▶ [What the task requires]: Pull each line containing "instance" out of the data and copy it.
─── Provided material
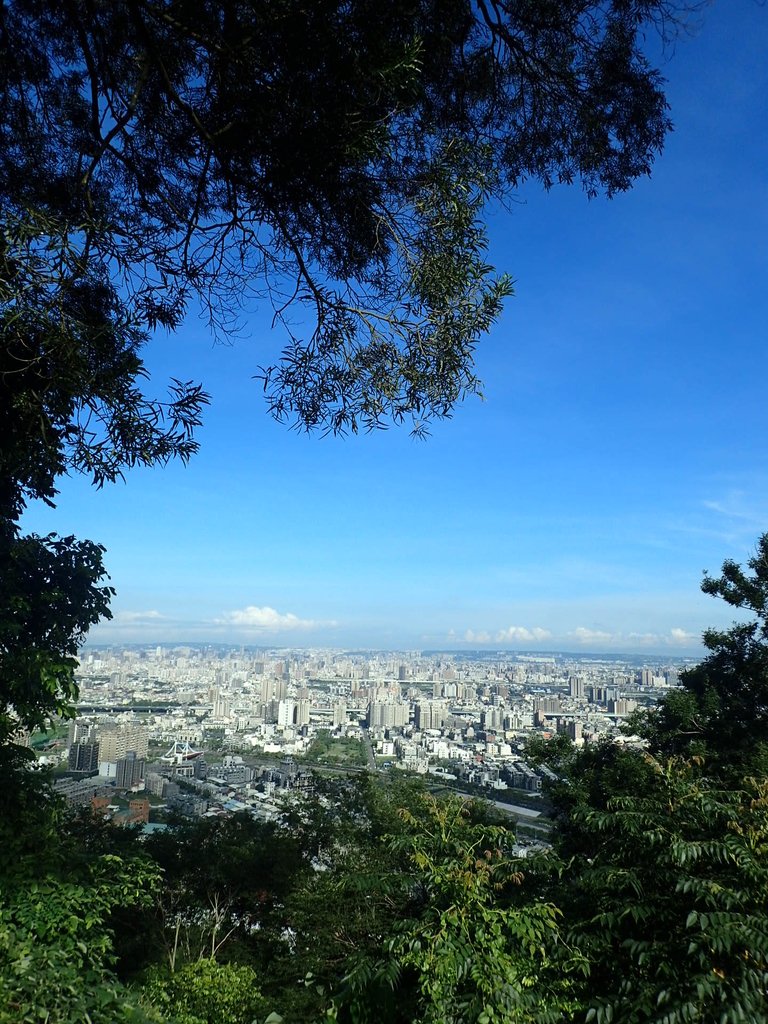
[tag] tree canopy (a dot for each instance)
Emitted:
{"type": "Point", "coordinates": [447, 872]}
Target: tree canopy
{"type": "Point", "coordinates": [333, 157]}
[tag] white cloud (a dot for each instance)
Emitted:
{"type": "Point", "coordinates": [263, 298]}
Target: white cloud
{"type": "Point", "coordinates": [681, 636]}
{"type": "Point", "coordinates": [134, 617]}
{"type": "Point", "coordinates": [267, 620]}
{"type": "Point", "coordinates": [522, 634]}
{"type": "Point", "coordinates": [582, 635]}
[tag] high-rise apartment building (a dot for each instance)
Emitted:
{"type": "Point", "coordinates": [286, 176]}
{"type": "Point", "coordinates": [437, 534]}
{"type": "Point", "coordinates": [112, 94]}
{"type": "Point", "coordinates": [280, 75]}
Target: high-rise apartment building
{"type": "Point", "coordinates": [115, 743]}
──────
▶ [Response area]:
[tag] tree canopy (a dot for each instance)
[tag] white cloud (a dot for each instance)
[tag] high-rise apartment building (a dot for each instance)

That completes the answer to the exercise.